◆ Page
━━━━━━━━━━━━━━━━━━━━━━━━━━━━━━

Peder Lund

Paul McCarthy

Painted Pirate Heads

May 8, 2021 – September 11, 2021

Beginning Saturday, May 8, Peder Lund will present nine painted bronze sculptures by one of the most widely influential and important artists of his generation, Paul McCarthy (1945- ). This is the gallery’s second time showing the LA artist’s work. Since the 1960s, McCarthy has worked within a broad range of artistic expressions, spanning media such as video, performance, painting, drawing, and sculpture. McCarthy is often associated with Wiener Actionism and its brutal and relentless expressions, which sought to attack conformism, conservatism, and the contentment of society. He challenges both his own and the audience’s boundaries and invites us to view the ordinary with fresh eyes to discover how illusory and relative our conception of reality is.

━━━━━━━━━━━━━━━━━━━━━━━━━━━━━━

◆ Provided material
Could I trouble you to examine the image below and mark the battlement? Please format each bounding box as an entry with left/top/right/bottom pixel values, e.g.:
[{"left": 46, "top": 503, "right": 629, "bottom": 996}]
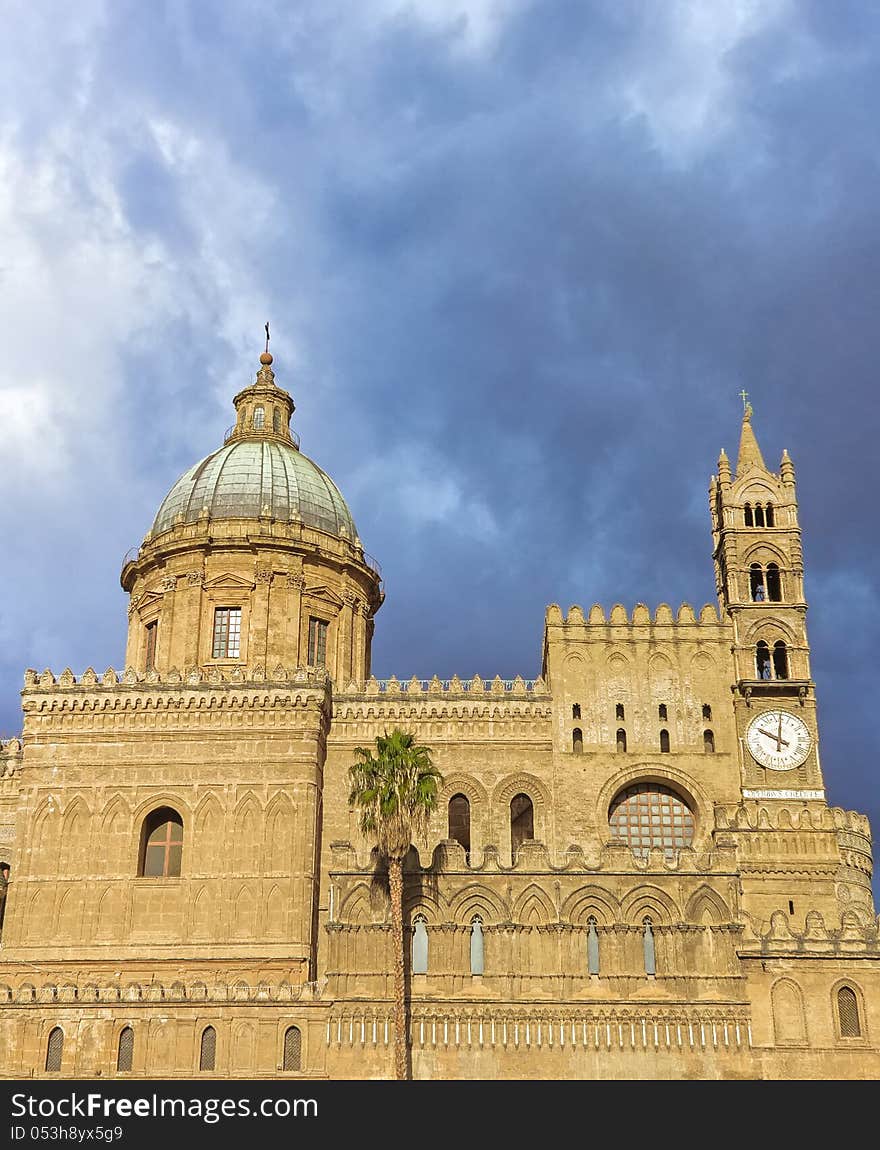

━━━━━━━━━━━━━━━━━━━━━━━━━━━━━━

◆ Tasks to complete
• 1. In the exhibition announcement above, which art movement is McCarthy often associated with?
• 2. Carry on writing the exhibition announcement about Paul McCarthy's painted bronze sculptures from its last sentence.

◆ Per-task outputs
• 1. Wiener Actionism.

• 2.
These painted pirate sculptures were created as part of the artist’s seminal Caribbean Pirates project, an ongoing endeavor that was realized together with McCarthy’s son Damon McCarthy, with whom he has since produced work regularly. First exhibited in 2005 at Haus der Kunst in Munich, Caribbean Pirates was inspired by the popular ‘Pirates of the Caribbean’ attraction in Disneyland, however, predates the major blockbuster movie franchise of the same name that Disney would go on to produce. The McCarthys’ project consists of three large installations, a vast number of drawings and sculptures, several thousand photographs, and many hours of video. Unlike the Disney ride, which offers sanitized depictions of pirates as merry swashbucklers, McCarthy’s version centers on hyper-violent, hyper-sexual antics that are set against a backdrop of the 2003 US-led invasion of Iraq. McCarthy critiques Western stereotypes of masculinity by transforming the iconic figure of the pirate through brutal images of debauchery and castration, as well as allegorizes the destruction, plunder, and collateral damage of uncaring and uninformed foreign governments. Through sickening irony, the artist exposes the jingoistic rationalizations and justifications of remote violence that so exemplified the American occupation and which brought about further destabilization to the Middle East. Other fascinating dimensions of this project were prompted by coverage of disasters at sea around the turn of the 21st century; piracy off the Horn of Africa and in the Strait of Malacca; oil spills from tankers and ocean-drilling platforms; and new waves of perilous seaborne migration in the Mediterranean, as well as McCarthy’s personal assessment of the commercial art world at large. The pirate sculptures have never before been shown.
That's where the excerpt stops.